### Stored records
* BEGIN *

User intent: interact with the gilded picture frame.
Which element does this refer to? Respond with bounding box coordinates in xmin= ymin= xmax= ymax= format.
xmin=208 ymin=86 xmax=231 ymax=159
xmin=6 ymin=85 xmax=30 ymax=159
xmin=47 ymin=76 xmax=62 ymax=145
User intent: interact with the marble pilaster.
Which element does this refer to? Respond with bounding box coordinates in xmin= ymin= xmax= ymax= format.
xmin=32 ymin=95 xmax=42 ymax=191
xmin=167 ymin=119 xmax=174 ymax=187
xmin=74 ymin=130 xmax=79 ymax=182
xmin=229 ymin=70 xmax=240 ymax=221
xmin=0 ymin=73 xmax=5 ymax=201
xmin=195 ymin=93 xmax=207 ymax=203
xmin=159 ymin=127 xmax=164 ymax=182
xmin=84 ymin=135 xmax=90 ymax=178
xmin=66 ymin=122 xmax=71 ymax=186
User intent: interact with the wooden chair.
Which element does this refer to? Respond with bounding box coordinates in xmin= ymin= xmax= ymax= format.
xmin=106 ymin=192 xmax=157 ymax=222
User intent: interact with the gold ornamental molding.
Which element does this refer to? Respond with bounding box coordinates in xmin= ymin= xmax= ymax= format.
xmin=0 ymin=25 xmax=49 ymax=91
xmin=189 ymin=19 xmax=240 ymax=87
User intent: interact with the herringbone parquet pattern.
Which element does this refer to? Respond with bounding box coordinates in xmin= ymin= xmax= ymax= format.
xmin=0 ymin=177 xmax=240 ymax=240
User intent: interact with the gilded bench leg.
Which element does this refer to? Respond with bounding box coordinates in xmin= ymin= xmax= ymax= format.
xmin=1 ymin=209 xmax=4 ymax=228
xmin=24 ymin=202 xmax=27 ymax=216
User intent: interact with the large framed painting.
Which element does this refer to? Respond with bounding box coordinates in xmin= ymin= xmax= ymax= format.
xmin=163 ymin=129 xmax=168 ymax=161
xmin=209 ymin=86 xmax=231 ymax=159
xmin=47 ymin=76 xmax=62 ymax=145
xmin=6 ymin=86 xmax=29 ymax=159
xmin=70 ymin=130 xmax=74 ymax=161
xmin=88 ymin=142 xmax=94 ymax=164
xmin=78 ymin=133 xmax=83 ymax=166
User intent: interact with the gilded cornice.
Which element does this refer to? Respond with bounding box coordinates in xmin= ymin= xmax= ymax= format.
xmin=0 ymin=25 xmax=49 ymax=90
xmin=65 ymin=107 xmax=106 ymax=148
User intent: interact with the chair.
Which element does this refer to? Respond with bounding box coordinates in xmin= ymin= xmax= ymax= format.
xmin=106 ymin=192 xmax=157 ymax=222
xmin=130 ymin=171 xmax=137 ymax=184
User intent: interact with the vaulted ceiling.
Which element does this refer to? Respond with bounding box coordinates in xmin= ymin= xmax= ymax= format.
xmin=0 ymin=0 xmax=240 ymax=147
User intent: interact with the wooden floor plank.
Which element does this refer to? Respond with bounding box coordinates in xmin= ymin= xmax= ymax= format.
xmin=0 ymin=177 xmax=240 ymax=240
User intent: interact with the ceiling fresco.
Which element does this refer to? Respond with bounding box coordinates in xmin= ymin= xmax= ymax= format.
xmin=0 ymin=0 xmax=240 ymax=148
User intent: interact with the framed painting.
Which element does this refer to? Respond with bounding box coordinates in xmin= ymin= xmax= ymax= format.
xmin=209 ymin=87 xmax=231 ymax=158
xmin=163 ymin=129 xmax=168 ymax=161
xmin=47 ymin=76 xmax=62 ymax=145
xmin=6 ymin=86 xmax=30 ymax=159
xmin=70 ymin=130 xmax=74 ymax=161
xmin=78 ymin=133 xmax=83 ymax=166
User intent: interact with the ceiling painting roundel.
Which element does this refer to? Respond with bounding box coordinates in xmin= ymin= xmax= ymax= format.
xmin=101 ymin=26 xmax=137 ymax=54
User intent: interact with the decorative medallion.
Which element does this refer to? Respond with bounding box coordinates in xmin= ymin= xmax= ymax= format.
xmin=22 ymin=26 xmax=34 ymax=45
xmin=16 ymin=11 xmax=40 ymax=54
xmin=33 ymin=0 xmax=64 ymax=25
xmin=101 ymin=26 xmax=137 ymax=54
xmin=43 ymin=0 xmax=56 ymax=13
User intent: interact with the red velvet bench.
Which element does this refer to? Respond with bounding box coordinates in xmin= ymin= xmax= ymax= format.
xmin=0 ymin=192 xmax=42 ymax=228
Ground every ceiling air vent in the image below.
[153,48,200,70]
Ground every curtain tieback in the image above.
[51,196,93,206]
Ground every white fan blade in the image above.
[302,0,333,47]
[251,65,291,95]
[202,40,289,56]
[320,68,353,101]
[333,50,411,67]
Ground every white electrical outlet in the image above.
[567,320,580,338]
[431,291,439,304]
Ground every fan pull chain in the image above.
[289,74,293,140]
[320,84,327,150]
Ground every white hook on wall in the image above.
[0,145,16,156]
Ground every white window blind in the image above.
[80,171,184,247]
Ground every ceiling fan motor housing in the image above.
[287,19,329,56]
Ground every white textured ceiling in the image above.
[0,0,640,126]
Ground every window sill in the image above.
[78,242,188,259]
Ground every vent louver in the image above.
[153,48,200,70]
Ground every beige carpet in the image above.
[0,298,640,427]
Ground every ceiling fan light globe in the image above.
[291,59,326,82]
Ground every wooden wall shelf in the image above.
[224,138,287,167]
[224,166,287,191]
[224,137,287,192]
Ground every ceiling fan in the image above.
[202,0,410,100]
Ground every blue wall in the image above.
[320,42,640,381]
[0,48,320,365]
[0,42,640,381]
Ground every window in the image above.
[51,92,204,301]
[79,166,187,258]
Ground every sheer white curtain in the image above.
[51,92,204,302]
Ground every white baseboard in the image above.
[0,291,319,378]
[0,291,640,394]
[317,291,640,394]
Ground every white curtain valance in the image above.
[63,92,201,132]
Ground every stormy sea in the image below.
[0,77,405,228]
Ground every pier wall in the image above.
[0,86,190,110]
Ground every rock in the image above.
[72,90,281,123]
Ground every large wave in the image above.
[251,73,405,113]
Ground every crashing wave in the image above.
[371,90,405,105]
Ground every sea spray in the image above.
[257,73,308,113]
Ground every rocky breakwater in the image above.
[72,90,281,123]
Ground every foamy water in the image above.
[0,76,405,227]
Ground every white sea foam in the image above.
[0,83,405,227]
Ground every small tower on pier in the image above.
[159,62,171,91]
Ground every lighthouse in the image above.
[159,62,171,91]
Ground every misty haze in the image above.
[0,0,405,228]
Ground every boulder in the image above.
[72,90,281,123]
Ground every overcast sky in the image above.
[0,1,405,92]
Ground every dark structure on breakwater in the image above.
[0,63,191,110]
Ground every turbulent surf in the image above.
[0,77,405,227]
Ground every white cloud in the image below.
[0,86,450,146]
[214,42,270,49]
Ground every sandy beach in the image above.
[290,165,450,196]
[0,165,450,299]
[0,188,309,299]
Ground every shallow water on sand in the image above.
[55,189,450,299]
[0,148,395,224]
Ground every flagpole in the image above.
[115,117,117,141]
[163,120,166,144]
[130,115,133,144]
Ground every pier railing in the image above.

* END *

### Problem to work on
Convert the stored records above into a JSON list of strings, with each line as its own string and blank lines omitted.

### Problem solution
[
  "User intent: interact with the gilded picture frame.",
  "Which element does this refer to? Respond with bounding box coordinates in xmin= ymin= xmax= ymax= format.",
  "xmin=208 ymin=86 xmax=231 ymax=159",
  "xmin=6 ymin=85 xmax=30 ymax=159",
  "xmin=47 ymin=76 xmax=62 ymax=145",
  "User intent: interact with the marble pilaster.",
  "Which element does this refer to? Respond with bounding box coordinates in xmin= ymin= xmax= ymax= format.",
  "xmin=32 ymin=95 xmax=42 ymax=191",
  "xmin=167 ymin=119 xmax=174 ymax=187",
  "xmin=74 ymin=130 xmax=79 ymax=182",
  "xmin=229 ymin=70 xmax=240 ymax=221",
  "xmin=0 ymin=73 xmax=5 ymax=201",
  "xmin=195 ymin=93 xmax=207 ymax=203",
  "xmin=159 ymin=127 xmax=164 ymax=182",
  "xmin=84 ymin=135 xmax=90 ymax=178",
  "xmin=66 ymin=122 xmax=71 ymax=186",
  "User intent: interact with the wooden chair.",
  "Which element does this refer to? Respond with bounding box coordinates in xmin= ymin= xmax= ymax= format.",
  "xmin=106 ymin=192 xmax=157 ymax=222",
  "User intent: interact with the gold ornamental molding.",
  "Which element does this refer to? Respond with bounding box coordinates in xmin= ymin= xmax= ymax= format.",
  "xmin=0 ymin=25 xmax=49 ymax=91",
  "xmin=189 ymin=19 xmax=240 ymax=87",
  "User intent: interact with the herringbone parquet pattern.",
  "Which element does this refer to? Respond with bounding box coordinates in xmin= ymin= xmax= ymax= format.",
  "xmin=0 ymin=177 xmax=240 ymax=240",
  "User intent: interact with the gilded bench leg.",
  "Which element does this refer to? Respond with bounding box coordinates in xmin= ymin= xmax= ymax= format.",
  "xmin=1 ymin=209 xmax=4 ymax=228",
  "xmin=24 ymin=202 xmax=27 ymax=216",
  "User intent: interact with the large framed painting.",
  "Which element does this refer to? Respond with bounding box coordinates in xmin= ymin= xmax= ymax= format.",
  "xmin=163 ymin=129 xmax=168 ymax=161",
  "xmin=209 ymin=86 xmax=231 ymax=159",
  "xmin=47 ymin=76 xmax=62 ymax=145",
  "xmin=6 ymin=86 xmax=29 ymax=159",
  "xmin=70 ymin=130 xmax=74 ymax=161",
  "xmin=88 ymin=142 xmax=94 ymax=164",
  "xmin=78 ymin=133 xmax=83 ymax=166",
  "User intent: interact with the gilded cornice.",
  "Which element does this refer to? Respond with bounding box coordinates in xmin= ymin= xmax= ymax= format.",
  "xmin=0 ymin=25 xmax=49 ymax=90",
  "xmin=65 ymin=107 xmax=106 ymax=148",
  "User intent: interact with the chair.",
  "Which element does this refer to? Respond with bounding box coordinates in xmin= ymin= xmax= ymax= format.",
  "xmin=106 ymin=192 xmax=157 ymax=222",
  "xmin=130 ymin=171 xmax=137 ymax=184",
  "User intent: interact with the vaulted ceiling.",
  "Which element does this refer to? Respond with bounding box coordinates in xmin= ymin= xmax= ymax= format.",
  "xmin=0 ymin=0 xmax=240 ymax=147",
  "User intent: interact with the wooden floor plank.",
  "Which element does this refer to? Respond with bounding box coordinates in xmin= ymin= xmax= ymax= format.",
  "xmin=0 ymin=177 xmax=240 ymax=240",
  "User intent: interact with the ceiling fresco.",
  "Which element does this refer to? Respond with bounding box coordinates in xmin= ymin= xmax= ymax= format.",
  "xmin=0 ymin=0 xmax=240 ymax=148",
  "User intent: interact with the framed painting.",
  "Which element does this refer to? Respond with bounding box coordinates in xmin= ymin= xmax= ymax= format.",
  "xmin=209 ymin=87 xmax=231 ymax=158",
  "xmin=163 ymin=129 xmax=168 ymax=161",
  "xmin=47 ymin=76 xmax=62 ymax=145",
  "xmin=6 ymin=86 xmax=30 ymax=159",
  "xmin=70 ymin=130 xmax=74 ymax=161",
  "xmin=78 ymin=133 xmax=83 ymax=166",
  "User intent: interact with the ceiling painting roundel.",
  "Which element does this refer to? Respond with bounding box coordinates in xmin= ymin= xmax= ymax= format.",
  "xmin=101 ymin=26 xmax=137 ymax=54",
  "User intent: interact with the decorative medallion.",
  "Which element does this refer to? Respond with bounding box coordinates in xmin= ymin= xmax= ymax= format.",
  "xmin=22 ymin=26 xmax=34 ymax=45",
  "xmin=16 ymin=11 xmax=40 ymax=54",
  "xmin=33 ymin=0 xmax=64 ymax=25",
  "xmin=101 ymin=26 xmax=137 ymax=54",
  "xmin=43 ymin=0 xmax=56 ymax=13",
  "User intent: interact with the red velvet bench.",
  "Which element does this refer to? Respond with bounding box coordinates in xmin= ymin= xmax= ymax= format.",
  "xmin=0 ymin=192 xmax=42 ymax=228",
  "Ground every ceiling air vent in the image below.",
  "[153,48,200,70]",
  "Ground every curtain tieback in the image above.",
  "[51,196,93,206]",
  "Ground every white fan blade in the image above.",
  "[302,0,333,47]",
  "[251,65,291,95]",
  "[202,40,289,56]",
  "[320,68,353,101]",
  "[333,50,411,67]",
  "Ground every white electrical outlet in the image above.",
  "[567,320,580,338]",
  "[431,291,439,304]",
  "Ground every fan pull chain in the image above.",
  "[289,74,293,140]",
  "[320,84,327,150]",
  "Ground every white hook on wall in the image above.",
  "[0,145,16,156]",
  "Ground every white window blind in the image above.",
  "[80,171,184,247]",
  "Ground every ceiling fan motor housing in the image above.",
  "[287,19,329,56]",
  "Ground every white textured ceiling in the image above.",
  "[0,0,640,126]",
  "Ground every window sill in the image above.",
  "[78,242,188,259]",
  "Ground every vent louver in the image above.",
  "[153,48,200,70]",
  "Ground every beige carpet in the image above.",
  "[0,298,640,427]",
  "Ground every ceiling fan light globe in the image above.",
  "[291,59,326,82]",
  "Ground every wooden wall shelf in the image above.",
  "[224,138,287,167]",
  "[224,166,287,191]",
  "[224,137,287,192]",
  "Ground every ceiling fan in the image above.",
  "[202,0,410,100]",
  "Ground every blue wall in the image above.",
  "[320,42,640,381]",
  "[0,48,320,365]",
  "[0,42,640,381]",
  "Ground every window in the image above.",
  "[51,92,204,301]",
  "[79,166,187,258]",
  "Ground every sheer white curtain in the image above.",
  "[51,92,204,302]",
  "Ground every white baseboard in the image above.",
  "[0,291,319,378]",
  "[0,291,640,394]",
  "[317,291,640,394]",
  "Ground every white curtain valance in the image above.",
  "[63,92,201,132]",
  "Ground every stormy sea in the image below.",
  "[0,77,405,228]",
  "Ground every pier wall in the image above.",
  "[0,86,190,110]",
  "Ground every rock in the image above.",
  "[72,90,281,123]",
  "Ground every large wave in the image above.",
  "[251,73,405,113]",
  "Ground every crashing wave in the image above.",
  "[371,90,405,105]",
  "Ground every sea spray in the image above.",
  "[257,73,308,113]",
  "Ground every rocky breakwater in the image above.",
  "[72,90,281,123]",
  "Ground every foamy water in the image above.",
  "[0,76,405,227]",
  "Ground every white sea foam in the image above.",
  "[0,83,405,227]",
  "Ground every small tower on pier in the image above.",
  "[159,62,171,91]",
  "Ground every lighthouse in the image above.",
  "[159,62,171,91]",
  "Ground every misty haze in the image above.",
  "[0,0,405,228]",
  "Ground every boulder in the image above.",
  "[72,90,281,123]",
  "Ground every overcast sky in the image above.",
  "[0,1,405,92]",
  "Ground every dark structure on breakwater in the image above.",
  "[0,63,191,110]",
  "Ground every turbulent surf in the image above.",
  "[0,77,405,227]",
  "Ground every white cloud in the image below.",
  "[0,86,450,146]",
  "[214,42,270,49]",
  "Ground every sandy beach in the image above.",
  "[290,165,450,196]",
  "[0,165,450,299]",
  "[0,188,309,299]",
  "Ground every shallow water on sand in the image above.",
  "[55,189,450,299]",
  "[0,148,395,224]",
  "Ground every flagpole in the image above.",
  "[115,117,117,141]",
  "[163,120,166,144]",
  "[130,115,133,144]",
  "Ground every pier railing in the image above."
]